問題文: 「Indicate every instance of the man」を含む行から最後までの項目を、依頼の文も入れてもう一度書き出してください。そのとき、答えの座標の数字だけを全部98ずつ増やしてずらしてください。

項目の抜粋:
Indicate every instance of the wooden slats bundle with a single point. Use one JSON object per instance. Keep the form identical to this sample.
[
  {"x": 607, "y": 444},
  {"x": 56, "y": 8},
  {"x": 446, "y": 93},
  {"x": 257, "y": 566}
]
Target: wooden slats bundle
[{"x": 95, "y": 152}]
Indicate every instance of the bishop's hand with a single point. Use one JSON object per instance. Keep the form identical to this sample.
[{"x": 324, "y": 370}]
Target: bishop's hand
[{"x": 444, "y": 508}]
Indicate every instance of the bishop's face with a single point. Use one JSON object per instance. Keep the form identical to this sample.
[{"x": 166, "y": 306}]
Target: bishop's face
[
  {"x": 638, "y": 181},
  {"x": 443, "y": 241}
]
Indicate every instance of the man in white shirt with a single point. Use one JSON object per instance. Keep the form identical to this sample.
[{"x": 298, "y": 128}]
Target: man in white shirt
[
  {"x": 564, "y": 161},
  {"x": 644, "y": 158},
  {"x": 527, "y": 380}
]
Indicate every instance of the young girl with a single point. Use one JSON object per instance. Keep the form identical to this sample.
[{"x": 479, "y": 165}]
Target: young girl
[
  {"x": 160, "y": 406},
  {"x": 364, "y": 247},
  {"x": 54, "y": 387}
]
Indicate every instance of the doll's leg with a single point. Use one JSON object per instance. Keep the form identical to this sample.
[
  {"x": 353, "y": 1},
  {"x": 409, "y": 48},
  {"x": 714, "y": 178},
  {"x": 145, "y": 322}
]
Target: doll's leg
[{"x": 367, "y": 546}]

完成した作業:
Indicate every instance of the man in white shirt with a single point. Use one JSON object per instance. Keep the form identical to this sample.
[{"x": 298, "y": 128}]
Target: man in white shirt
[
  {"x": 662, "y": 259},
  {"x": 742, "y": 256},
  {"x": 625, "y": 478}
]
Indicate every instance of the young girl with a single point. Use one JSON object per instance. Keep the form identical to this sample.
[{"x": 479, "y": 165}]
Target: young girl
[
  {"x": 258, "y": 504},
  {"x": 462, "y": 345},
  {"x": 152, "y": 485}
]
Indicate every instance of the doll's leg with a single point. Use one JSON object per instance. Keep the form identical to this sample.
[
  {"x": 353, "y": 1},
  {"x": 409, "y": 48},
  {"x": 714, "y": 178},
  {"x": 145, "y": 322}
]
Target: doll's leg
[{"x": 465, "y": 644}]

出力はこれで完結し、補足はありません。